Pointing dataset excerpts:
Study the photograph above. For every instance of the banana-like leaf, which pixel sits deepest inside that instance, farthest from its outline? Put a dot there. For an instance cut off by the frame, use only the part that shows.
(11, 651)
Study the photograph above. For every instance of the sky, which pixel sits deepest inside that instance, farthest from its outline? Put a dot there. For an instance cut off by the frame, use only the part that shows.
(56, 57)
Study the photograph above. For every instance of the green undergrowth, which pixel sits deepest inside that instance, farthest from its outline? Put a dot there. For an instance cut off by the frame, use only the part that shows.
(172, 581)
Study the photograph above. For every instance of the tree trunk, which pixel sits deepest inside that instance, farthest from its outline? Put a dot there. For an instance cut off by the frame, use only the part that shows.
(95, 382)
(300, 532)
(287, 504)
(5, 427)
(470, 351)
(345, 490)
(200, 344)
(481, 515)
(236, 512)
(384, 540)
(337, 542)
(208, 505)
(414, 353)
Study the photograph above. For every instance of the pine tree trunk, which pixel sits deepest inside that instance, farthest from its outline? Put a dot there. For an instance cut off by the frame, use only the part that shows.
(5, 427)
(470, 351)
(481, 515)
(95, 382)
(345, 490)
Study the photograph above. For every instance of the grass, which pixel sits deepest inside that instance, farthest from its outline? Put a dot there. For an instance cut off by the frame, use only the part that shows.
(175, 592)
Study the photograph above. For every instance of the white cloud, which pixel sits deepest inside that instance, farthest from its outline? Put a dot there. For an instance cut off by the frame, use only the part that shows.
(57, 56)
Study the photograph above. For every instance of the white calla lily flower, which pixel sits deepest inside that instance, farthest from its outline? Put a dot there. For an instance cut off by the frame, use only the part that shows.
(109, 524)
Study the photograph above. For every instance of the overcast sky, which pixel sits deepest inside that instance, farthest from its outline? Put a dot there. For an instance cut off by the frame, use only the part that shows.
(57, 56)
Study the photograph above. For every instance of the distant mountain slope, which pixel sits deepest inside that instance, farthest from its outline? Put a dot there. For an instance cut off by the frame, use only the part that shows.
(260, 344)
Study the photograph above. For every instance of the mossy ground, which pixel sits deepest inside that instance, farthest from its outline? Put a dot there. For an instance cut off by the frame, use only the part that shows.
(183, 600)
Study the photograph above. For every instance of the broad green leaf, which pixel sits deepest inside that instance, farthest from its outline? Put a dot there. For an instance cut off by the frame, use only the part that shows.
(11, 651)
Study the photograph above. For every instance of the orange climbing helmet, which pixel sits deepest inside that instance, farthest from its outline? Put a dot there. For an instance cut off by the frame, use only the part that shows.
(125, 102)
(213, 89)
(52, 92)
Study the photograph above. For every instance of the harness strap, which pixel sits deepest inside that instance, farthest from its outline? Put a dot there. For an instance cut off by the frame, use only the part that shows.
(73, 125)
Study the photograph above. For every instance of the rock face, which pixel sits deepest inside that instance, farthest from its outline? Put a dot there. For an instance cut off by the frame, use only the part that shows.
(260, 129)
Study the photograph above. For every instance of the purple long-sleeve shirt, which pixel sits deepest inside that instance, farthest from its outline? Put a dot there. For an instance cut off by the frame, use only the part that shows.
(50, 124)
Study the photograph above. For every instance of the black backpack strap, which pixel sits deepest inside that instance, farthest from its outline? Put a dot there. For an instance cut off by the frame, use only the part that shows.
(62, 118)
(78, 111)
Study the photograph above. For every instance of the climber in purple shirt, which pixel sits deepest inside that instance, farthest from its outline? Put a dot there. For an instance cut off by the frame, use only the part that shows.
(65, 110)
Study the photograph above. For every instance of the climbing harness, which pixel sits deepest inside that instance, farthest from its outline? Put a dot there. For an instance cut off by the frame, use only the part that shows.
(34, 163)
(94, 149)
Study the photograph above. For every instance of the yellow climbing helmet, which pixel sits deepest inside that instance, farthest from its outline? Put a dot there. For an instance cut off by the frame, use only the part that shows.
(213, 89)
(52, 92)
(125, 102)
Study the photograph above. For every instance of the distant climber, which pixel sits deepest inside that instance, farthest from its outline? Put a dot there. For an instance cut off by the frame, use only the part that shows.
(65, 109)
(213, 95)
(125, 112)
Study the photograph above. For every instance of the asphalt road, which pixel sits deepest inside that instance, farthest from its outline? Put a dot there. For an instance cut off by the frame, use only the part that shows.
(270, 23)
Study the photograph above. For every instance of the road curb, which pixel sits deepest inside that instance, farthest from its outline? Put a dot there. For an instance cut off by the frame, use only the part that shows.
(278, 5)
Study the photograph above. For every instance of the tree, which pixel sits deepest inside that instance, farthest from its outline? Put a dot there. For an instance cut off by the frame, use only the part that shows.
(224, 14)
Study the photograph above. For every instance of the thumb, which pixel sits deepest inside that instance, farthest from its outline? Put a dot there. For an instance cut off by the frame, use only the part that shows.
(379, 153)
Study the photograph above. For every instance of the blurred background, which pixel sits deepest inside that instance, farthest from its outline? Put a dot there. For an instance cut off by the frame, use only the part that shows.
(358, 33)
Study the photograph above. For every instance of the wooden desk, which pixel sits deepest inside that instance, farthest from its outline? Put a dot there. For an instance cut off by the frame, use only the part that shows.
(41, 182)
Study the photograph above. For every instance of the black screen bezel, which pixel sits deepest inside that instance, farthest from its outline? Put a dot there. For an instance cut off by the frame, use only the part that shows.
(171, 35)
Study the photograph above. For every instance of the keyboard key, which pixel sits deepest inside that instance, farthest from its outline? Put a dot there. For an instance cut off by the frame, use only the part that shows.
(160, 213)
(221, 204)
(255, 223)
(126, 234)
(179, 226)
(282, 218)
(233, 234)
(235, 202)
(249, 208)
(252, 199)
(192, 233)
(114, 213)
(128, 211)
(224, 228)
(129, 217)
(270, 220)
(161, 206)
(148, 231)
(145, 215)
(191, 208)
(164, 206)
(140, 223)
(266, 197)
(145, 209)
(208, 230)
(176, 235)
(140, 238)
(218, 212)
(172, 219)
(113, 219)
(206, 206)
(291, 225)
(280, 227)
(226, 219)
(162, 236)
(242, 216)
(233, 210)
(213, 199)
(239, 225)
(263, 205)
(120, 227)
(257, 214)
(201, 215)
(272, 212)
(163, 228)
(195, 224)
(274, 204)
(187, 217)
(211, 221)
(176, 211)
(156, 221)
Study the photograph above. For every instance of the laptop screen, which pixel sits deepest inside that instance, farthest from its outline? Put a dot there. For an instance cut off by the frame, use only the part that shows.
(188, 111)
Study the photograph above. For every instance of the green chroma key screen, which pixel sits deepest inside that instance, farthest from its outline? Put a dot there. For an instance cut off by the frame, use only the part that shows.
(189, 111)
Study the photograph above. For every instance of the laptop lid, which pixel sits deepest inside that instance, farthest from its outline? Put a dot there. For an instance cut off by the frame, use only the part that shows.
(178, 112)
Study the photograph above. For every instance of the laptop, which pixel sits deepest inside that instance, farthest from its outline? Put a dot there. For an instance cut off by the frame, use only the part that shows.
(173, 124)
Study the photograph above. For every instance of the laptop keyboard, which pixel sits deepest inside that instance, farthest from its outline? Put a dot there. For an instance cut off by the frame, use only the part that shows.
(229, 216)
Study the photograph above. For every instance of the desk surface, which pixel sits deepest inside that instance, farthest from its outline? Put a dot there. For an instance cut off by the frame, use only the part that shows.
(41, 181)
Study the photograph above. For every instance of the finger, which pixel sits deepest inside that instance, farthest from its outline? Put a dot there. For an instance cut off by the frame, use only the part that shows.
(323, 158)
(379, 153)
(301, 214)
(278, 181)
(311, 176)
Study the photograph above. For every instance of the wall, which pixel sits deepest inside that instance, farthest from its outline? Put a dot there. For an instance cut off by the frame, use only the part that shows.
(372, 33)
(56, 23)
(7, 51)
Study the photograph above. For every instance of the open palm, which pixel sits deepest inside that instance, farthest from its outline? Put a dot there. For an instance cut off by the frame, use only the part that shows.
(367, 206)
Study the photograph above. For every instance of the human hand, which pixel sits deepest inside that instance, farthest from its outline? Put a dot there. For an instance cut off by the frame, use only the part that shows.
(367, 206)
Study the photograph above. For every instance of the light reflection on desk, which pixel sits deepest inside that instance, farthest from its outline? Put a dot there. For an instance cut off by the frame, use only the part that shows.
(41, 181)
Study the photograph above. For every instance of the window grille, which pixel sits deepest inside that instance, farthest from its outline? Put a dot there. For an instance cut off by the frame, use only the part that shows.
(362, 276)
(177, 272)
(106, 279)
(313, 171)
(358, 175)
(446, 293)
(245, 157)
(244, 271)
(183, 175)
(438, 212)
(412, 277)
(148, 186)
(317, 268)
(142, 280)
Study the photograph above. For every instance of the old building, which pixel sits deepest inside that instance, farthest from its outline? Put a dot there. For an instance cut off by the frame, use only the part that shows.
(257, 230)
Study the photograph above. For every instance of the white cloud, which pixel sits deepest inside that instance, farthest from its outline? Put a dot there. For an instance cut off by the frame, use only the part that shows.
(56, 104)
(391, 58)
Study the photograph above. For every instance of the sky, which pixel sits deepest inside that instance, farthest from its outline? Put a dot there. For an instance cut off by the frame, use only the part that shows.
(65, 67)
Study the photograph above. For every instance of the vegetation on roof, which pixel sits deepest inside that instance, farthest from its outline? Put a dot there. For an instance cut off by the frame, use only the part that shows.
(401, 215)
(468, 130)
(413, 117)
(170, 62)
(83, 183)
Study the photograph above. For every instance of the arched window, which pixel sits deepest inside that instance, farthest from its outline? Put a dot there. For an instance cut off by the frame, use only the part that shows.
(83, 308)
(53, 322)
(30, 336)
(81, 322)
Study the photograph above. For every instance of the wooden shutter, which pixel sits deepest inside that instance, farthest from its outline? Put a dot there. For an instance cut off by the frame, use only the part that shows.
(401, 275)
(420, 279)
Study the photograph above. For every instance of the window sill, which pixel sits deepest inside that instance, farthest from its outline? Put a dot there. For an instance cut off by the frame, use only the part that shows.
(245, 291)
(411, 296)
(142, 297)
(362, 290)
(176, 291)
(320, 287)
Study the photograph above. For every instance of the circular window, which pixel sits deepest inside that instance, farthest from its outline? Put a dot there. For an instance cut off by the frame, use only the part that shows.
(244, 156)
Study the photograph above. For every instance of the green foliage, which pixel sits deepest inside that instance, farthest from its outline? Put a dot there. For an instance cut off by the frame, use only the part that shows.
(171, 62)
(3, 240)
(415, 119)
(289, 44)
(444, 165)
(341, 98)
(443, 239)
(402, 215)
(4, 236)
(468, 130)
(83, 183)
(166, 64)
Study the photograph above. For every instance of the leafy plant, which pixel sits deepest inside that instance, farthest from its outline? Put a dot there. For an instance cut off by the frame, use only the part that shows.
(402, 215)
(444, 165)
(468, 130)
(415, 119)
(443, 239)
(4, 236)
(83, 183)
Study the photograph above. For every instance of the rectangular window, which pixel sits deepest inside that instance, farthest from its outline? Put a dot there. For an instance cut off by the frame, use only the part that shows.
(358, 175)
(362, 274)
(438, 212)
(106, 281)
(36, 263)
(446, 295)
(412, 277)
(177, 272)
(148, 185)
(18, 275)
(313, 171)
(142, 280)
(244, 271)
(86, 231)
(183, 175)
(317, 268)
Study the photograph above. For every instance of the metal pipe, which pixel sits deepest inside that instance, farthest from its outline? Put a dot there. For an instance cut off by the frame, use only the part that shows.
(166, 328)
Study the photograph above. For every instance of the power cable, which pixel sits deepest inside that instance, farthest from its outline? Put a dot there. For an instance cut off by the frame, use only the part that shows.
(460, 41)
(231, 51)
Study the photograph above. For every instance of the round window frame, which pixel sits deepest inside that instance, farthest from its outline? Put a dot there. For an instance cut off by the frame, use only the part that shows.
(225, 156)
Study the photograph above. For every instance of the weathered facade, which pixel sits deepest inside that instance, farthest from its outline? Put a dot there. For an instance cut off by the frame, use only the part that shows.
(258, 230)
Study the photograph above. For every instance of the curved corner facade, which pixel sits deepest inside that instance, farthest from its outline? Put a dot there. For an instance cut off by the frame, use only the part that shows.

==

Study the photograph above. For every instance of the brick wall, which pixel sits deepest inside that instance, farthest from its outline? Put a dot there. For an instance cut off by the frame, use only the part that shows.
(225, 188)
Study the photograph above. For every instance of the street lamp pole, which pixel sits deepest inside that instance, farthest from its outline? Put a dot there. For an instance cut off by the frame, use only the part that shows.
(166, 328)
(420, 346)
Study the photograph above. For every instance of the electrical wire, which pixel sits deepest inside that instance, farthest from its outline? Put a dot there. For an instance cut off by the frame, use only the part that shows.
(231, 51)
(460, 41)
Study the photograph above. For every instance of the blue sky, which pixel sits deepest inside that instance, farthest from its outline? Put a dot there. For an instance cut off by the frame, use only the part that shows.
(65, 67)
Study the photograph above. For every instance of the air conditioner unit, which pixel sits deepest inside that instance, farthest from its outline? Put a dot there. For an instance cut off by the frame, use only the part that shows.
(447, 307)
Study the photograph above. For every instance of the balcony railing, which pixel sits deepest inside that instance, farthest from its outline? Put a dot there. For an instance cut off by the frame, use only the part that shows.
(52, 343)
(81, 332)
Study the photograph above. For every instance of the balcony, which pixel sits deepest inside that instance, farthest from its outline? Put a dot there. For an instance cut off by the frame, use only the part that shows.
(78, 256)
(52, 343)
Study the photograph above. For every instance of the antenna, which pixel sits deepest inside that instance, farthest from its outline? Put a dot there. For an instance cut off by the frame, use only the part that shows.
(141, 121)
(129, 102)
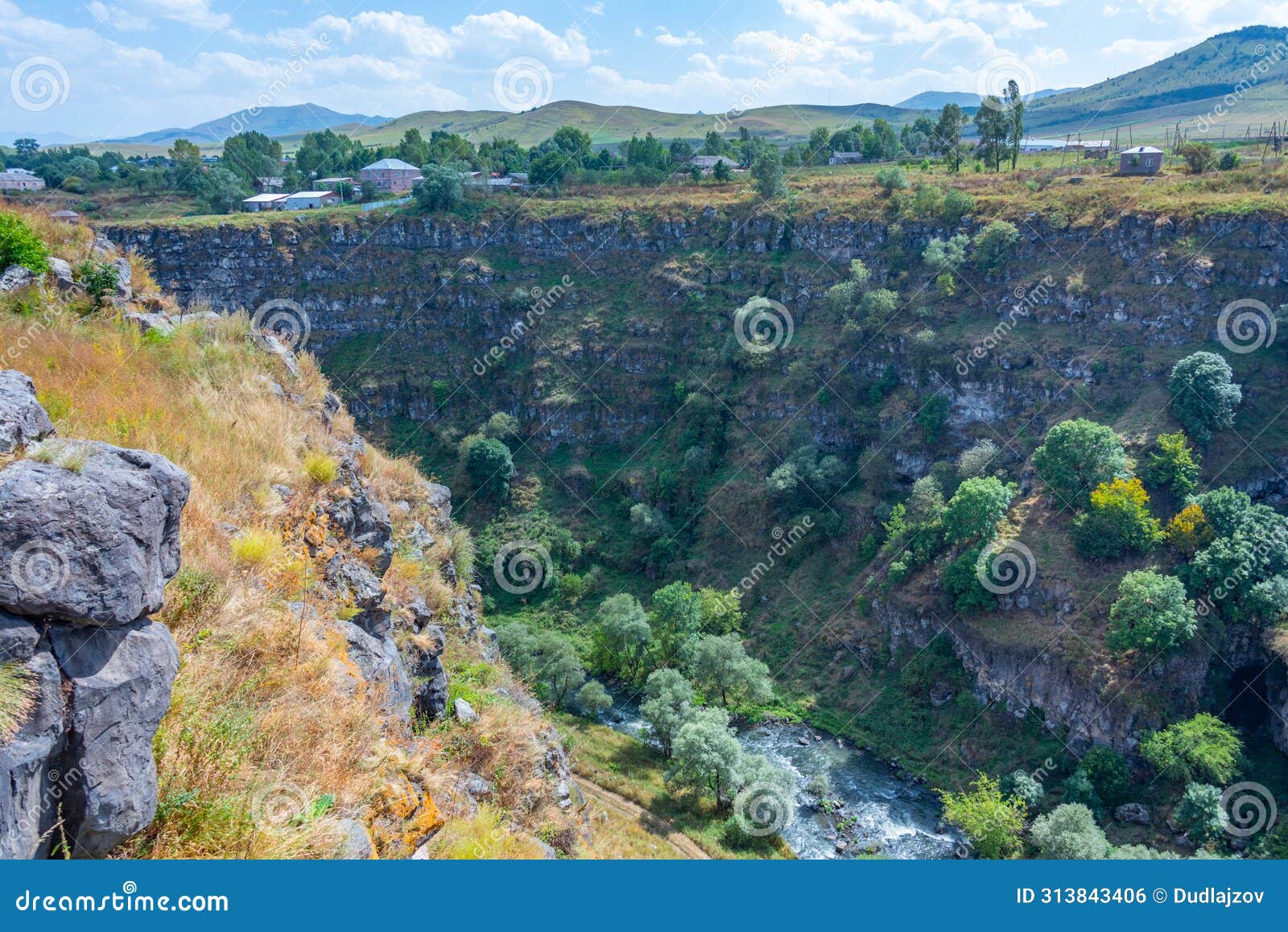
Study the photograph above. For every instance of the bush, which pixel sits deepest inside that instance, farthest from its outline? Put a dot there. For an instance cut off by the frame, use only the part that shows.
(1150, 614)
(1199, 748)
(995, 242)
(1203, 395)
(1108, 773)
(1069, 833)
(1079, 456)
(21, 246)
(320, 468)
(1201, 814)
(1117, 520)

* * *

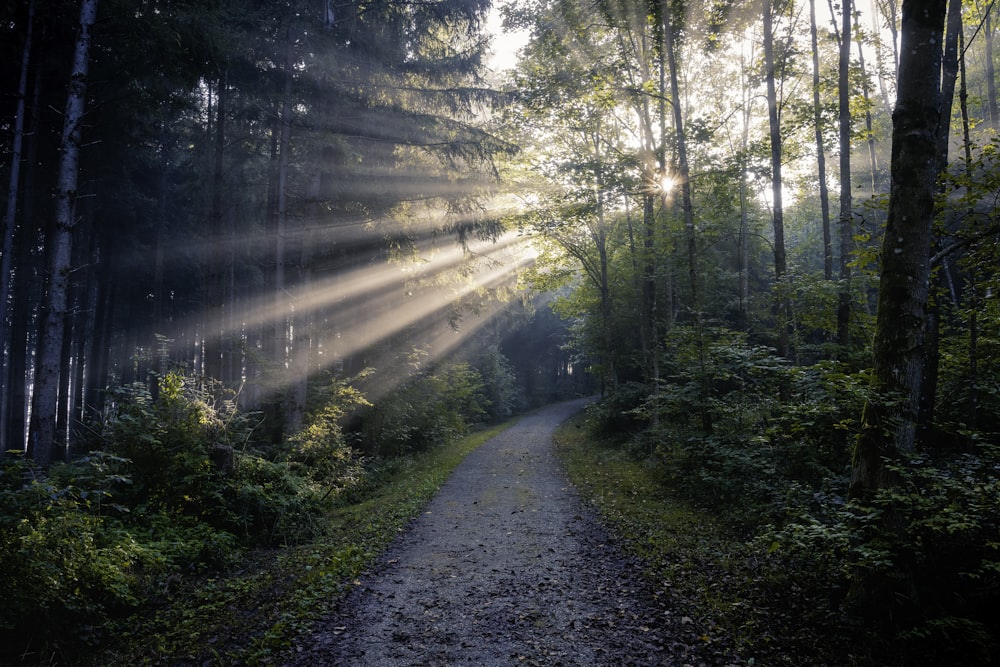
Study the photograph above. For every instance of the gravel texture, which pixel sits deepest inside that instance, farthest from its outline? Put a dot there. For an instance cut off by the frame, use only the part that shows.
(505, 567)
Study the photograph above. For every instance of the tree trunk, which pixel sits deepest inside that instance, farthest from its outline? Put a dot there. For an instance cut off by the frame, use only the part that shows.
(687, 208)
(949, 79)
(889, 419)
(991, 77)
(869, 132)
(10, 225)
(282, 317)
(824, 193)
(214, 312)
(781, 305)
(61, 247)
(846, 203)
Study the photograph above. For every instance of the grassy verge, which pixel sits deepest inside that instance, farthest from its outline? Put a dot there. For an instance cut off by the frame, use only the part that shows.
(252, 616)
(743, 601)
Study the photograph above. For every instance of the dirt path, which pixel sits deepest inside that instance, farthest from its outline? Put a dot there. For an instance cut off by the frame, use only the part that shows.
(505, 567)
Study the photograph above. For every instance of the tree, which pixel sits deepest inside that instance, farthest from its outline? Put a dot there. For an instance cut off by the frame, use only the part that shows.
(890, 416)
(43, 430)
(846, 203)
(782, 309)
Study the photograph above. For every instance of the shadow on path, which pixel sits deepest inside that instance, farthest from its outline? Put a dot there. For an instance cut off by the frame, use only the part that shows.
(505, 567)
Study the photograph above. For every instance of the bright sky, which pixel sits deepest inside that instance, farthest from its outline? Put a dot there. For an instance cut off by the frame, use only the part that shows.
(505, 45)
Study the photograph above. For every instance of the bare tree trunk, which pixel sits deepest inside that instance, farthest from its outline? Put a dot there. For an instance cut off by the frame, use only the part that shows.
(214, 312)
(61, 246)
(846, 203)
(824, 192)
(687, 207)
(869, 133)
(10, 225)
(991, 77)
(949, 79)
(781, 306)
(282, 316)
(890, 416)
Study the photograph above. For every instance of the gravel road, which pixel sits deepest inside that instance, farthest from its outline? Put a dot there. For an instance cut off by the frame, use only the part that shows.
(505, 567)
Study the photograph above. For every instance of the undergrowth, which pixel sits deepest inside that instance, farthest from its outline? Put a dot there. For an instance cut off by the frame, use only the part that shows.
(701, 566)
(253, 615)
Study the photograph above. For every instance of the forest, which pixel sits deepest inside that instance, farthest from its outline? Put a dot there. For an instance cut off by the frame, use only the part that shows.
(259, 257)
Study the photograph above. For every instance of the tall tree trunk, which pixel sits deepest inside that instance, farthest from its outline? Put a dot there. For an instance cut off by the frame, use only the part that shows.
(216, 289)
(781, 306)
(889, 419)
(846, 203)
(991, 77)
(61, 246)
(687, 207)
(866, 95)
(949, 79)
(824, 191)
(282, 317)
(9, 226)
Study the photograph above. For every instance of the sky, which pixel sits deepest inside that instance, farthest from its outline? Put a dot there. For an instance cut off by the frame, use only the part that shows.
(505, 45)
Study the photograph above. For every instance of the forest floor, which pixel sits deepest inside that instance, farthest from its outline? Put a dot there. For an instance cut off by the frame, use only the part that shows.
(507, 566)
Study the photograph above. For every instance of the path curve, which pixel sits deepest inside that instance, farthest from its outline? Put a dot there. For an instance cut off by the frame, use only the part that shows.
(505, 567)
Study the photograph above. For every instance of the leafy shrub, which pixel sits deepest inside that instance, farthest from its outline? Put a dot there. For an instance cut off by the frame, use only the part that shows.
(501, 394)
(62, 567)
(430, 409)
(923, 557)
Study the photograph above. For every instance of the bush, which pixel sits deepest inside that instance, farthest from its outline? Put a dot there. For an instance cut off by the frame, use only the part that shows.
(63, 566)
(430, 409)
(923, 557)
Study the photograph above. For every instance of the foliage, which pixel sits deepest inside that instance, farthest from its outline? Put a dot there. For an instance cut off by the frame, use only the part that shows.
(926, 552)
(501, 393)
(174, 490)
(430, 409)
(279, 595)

* [WHAT TO DO]
Please identify every line in the entries above that contains the word "strap", and copy each of those lines in full. Case counts.

* [SOLUTION TO THE PROBLEM]
Study the photograph above. For every instance of the harness strap, which pixel sits deepest inside that instance, farthest from its outline? Put a dot there. For an instance cut off by the frame, use only the part that shows.
Study the photograph above. For every instance of the black backpack strap, which pixel sits deepest inside that instance, farthest from its outline? Put a dot there. For an instance cut off by the frame, use only the part that shows.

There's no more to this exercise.